§ **THE EXERCISE**
Locate the line with "For the test set, locate each instance of the yellow handrail" in the material. Copy that line and each one after it, through the last, exactly and with nothing else.

#### WORKING DATA ####

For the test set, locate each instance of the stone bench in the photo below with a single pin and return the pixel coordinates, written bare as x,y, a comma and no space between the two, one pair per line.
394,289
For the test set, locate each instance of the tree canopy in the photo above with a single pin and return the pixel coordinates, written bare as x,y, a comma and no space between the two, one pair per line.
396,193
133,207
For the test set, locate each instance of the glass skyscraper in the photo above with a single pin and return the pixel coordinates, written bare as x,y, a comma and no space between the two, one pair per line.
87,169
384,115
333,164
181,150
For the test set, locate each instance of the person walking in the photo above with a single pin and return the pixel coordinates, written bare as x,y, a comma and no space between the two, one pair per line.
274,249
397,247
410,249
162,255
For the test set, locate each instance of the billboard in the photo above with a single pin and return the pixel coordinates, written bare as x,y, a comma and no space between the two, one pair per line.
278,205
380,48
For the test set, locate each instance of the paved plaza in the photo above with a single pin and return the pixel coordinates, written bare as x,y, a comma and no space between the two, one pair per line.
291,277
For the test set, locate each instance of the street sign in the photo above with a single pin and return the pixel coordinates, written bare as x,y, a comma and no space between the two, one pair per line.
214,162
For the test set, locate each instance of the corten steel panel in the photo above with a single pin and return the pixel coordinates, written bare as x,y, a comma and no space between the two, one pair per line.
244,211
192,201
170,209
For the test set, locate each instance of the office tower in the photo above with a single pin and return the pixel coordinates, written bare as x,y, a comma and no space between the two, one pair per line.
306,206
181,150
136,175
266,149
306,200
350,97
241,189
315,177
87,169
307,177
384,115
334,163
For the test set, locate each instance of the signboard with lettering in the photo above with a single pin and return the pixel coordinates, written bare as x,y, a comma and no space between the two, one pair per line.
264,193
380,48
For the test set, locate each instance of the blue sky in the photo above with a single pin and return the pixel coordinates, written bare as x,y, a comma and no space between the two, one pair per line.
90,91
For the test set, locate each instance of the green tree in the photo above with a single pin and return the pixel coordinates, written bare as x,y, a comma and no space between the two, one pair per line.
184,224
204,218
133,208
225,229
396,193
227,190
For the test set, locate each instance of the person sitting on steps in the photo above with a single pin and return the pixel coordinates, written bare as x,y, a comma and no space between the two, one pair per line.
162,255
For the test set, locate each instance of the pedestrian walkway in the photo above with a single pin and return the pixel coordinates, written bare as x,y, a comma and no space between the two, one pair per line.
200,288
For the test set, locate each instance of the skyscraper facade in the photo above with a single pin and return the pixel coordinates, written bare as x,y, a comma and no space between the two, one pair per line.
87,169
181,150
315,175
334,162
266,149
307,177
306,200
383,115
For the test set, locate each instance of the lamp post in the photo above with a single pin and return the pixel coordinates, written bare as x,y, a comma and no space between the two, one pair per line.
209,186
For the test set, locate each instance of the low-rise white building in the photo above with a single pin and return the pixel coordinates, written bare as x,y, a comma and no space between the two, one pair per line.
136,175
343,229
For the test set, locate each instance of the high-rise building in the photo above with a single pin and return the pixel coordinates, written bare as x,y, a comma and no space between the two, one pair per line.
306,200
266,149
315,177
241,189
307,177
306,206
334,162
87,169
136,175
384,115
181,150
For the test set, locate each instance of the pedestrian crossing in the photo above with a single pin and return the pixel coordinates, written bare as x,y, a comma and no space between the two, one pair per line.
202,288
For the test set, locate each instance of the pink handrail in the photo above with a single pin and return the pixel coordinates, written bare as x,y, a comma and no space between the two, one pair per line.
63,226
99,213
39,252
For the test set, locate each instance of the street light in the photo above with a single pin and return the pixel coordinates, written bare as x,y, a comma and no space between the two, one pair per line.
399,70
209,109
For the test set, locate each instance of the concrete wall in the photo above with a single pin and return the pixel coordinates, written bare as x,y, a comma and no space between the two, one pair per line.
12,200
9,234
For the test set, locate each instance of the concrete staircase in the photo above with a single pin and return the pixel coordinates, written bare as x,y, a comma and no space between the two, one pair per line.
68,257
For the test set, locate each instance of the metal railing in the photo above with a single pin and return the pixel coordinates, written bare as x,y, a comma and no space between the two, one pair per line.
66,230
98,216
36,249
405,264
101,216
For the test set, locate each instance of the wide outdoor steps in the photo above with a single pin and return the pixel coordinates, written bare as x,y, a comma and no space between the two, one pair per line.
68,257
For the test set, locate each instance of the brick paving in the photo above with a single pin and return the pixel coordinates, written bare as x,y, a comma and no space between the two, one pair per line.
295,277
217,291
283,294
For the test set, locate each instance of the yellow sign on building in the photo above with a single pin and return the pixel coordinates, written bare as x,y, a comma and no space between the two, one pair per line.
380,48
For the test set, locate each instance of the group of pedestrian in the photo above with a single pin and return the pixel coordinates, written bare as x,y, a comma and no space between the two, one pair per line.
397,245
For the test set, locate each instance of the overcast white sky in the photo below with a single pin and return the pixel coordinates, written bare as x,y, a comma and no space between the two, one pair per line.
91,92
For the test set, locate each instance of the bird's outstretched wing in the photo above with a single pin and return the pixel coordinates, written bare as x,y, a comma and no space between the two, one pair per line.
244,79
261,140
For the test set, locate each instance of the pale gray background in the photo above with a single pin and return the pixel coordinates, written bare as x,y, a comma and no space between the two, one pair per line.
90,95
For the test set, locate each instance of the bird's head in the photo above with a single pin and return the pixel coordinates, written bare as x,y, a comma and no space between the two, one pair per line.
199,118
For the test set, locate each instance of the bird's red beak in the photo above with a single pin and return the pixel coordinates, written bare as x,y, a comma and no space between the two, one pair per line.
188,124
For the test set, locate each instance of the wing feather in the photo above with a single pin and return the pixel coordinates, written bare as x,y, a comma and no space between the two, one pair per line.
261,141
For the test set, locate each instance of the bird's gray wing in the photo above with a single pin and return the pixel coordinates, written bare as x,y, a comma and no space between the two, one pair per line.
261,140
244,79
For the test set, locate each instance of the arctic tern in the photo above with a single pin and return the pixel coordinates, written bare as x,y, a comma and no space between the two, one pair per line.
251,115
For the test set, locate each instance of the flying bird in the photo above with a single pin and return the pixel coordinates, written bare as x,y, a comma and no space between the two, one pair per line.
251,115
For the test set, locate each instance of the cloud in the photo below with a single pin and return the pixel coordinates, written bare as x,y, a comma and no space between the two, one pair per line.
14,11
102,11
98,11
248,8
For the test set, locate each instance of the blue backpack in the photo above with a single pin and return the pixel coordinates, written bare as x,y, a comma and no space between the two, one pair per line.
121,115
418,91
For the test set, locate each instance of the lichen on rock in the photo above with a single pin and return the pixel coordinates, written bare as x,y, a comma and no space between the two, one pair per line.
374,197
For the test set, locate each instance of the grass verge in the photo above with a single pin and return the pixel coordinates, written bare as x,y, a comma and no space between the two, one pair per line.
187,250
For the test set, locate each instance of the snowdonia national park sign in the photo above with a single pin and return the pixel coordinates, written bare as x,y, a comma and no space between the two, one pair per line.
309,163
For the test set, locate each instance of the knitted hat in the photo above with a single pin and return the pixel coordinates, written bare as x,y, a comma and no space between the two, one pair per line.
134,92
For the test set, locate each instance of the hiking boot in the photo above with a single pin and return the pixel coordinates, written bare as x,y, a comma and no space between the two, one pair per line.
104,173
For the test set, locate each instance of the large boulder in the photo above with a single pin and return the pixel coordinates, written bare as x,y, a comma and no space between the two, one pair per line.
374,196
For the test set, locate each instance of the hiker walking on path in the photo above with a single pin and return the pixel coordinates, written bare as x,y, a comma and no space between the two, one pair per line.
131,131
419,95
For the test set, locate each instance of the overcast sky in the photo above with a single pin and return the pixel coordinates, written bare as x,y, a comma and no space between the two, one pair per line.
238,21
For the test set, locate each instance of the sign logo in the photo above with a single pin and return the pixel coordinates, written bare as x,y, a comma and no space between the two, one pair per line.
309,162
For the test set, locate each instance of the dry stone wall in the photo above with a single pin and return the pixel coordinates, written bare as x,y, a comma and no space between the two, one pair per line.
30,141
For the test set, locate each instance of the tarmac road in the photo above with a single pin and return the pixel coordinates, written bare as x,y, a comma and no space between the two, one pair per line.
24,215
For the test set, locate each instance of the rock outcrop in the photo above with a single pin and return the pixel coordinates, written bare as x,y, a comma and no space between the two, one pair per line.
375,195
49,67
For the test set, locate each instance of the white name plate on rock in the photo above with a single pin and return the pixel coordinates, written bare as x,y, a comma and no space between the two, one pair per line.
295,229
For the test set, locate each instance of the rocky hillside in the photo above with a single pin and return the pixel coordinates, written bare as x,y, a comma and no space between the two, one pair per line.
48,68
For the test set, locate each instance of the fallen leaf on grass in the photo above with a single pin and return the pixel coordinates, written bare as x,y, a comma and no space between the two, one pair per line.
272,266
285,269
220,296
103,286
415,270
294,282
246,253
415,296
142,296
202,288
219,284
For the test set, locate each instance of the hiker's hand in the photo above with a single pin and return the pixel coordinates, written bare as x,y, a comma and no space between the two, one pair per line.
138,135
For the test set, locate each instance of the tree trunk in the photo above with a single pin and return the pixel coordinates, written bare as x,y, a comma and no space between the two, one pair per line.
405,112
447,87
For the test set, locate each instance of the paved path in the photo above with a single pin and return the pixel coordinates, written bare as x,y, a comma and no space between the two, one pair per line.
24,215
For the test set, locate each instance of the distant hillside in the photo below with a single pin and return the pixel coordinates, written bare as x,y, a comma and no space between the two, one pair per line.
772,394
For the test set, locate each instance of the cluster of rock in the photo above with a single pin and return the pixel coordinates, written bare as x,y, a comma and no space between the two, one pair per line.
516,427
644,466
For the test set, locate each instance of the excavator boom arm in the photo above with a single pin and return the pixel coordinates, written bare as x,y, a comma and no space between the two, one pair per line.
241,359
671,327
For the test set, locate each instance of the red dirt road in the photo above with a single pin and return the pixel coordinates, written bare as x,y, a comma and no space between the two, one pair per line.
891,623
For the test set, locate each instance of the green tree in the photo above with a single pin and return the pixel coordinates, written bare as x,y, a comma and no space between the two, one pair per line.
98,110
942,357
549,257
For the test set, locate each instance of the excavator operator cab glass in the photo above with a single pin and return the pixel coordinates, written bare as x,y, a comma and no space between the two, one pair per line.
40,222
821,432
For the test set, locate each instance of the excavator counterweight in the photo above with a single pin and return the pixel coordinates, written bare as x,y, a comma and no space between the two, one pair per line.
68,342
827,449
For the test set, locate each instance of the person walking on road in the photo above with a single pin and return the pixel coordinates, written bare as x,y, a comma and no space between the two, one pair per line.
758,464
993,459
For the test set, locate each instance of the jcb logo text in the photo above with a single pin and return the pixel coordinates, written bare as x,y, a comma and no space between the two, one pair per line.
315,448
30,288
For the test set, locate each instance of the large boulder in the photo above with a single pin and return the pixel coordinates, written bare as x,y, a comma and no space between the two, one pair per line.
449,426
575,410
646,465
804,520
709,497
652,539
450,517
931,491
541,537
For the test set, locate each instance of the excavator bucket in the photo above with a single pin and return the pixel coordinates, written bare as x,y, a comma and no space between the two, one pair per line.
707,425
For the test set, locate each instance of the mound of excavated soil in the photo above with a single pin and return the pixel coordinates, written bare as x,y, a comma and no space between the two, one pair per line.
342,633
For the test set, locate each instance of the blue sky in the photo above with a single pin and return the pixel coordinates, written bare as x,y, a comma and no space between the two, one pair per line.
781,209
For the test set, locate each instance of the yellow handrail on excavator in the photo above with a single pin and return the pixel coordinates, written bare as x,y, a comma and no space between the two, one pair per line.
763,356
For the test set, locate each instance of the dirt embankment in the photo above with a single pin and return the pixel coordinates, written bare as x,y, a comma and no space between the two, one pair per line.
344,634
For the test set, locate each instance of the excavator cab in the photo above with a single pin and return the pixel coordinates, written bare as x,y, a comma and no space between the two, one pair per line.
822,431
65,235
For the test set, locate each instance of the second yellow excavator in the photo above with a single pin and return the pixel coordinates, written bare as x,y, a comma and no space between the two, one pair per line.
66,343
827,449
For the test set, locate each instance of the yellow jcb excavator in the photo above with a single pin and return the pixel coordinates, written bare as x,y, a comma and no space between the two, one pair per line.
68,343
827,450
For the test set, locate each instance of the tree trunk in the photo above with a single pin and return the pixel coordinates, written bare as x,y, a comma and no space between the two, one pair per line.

####

§ **WORKED ANSWER**
For the test set, locate each instance of the yellow handrail on excavator in the photo above with a single pin and return the pixel coordinates, written bare as x,y, a comma and no space between the two, one pair per line.
763,356
For the test set, locate each instance of the dirt embankment in the photo above with a single pin and return the pixel coordinates, written bare as x,y, a comma and no space between the two, one pair per line.
344,634
For the test set, locate each instance of the excavator cab in the photo above with a single pin and return the pixel coordinates, written bare as x,y, a comma and no space between the two, one pair per line.
822,431
65,235
For the test set, locate each instance of the second yellow excavator in the photo above with a single pin and return the pixel coordinates, written bare as x,y, a comma and no space between the two, one pair per line.
66,343
827,449
For the test set, locate each instance of the yellow jcb excavator in the photo above with a single pin and return the pixel coordinates, written bare as x,y, a comma and no space between the two, one pair per line.
68,343
827,450
For the test set, locate each instance of the tree trunk in the photo above with a single pin and return the pixel coordinates, written bare as x,y, a comma and no space between the two, one pair per line.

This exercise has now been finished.